**What the task requires**
Repeat the data below word for word, changing nothing.

[Entries from a dataset]

========================

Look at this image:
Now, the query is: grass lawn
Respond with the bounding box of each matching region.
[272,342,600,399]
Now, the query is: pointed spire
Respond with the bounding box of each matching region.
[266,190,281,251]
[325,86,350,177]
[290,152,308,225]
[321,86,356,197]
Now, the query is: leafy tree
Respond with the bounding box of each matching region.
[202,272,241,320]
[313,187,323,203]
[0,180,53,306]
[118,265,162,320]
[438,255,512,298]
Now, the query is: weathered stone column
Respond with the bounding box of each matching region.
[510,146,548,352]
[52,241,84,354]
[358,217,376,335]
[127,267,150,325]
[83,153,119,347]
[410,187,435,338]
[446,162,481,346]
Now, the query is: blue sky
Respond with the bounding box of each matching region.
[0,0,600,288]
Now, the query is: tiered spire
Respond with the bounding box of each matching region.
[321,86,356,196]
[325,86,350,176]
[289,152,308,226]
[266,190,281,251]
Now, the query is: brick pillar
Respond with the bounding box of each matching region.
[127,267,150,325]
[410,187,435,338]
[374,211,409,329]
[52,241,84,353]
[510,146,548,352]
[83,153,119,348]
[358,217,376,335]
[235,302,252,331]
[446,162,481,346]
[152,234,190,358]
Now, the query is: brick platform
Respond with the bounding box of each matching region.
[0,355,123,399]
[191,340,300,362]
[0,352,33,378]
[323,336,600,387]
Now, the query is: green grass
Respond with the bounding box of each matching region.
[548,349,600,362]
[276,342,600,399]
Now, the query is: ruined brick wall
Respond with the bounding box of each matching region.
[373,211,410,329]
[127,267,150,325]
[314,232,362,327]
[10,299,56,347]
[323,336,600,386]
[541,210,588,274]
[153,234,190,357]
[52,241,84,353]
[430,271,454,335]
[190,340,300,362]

========================

**Problem solution**
Look at this image:
Now, the query is: grass lawn
Respond with the bounding box of each matching region.
[272,342,600,399]
Now, the query is: pointed spire
Respond with the bounding box of each matching region.
[266,190,281,251]
[325,86,350,177]
[290,152,308,225]
[321,86,356,197]
Now, the query is: leafy tree
Respond with the bounding box of each matching region.
[202,272,241,320]
[313,187,323,203]
[0,180,53,306]
[118,265,162,320]
[438,255,512,298]
Now, the query is: weathered stone column
Respond with the bounding box of each matching region.
[510,146,548,352]
[52,241,84,354]
[358,217,376,335]
[127,267,150,325]
[83,153,119,347]
[410,187,435,338]
[446,162,481,346]
Now, the query is: blue sky
Respond with the bounding box of each matching region.
[0,0,600,288]
Now, the query is: tiered spire
Respond with the bounding box of each matching region.
[321,86,356,196]
[325,86,350,176]
[289,152,308,226]
[266,190,281,251]
Now, the query is: brick pillar
Respond with the bounding box of each matching region.
[127,267,150,325]
[410,187,435,338]
[374,211,409,329]
[52,241,84,353]
[510,146,548,352]
[83,153,119,348]
[358,217,376,335]
[235,302,252,331]
[446,162,481,346]
[152,234,190,358]
Now, the query is: brick platform
Respond with the bounding box of each matching region.
[0,355,123,399]
[191,340,300,362]
[0,352,33,378]
[323,336,600,387]
Now, the query is: green grass
Respond with the bounding box of each matching region.
[548,349,600,362]
[276,342,600,399]
Now, the query is: ruined brick wall
Respond with the bounding box of each matching region.
[373,211,410,329]
[127,267,150,325]
[314,232,362,327]
[10,299,56,347]
[323,336,600,386]
[541,210,588,274]
[153,234,190,357]
[52,241,84,353]
[430,271,454,335]
[190,340,300,362]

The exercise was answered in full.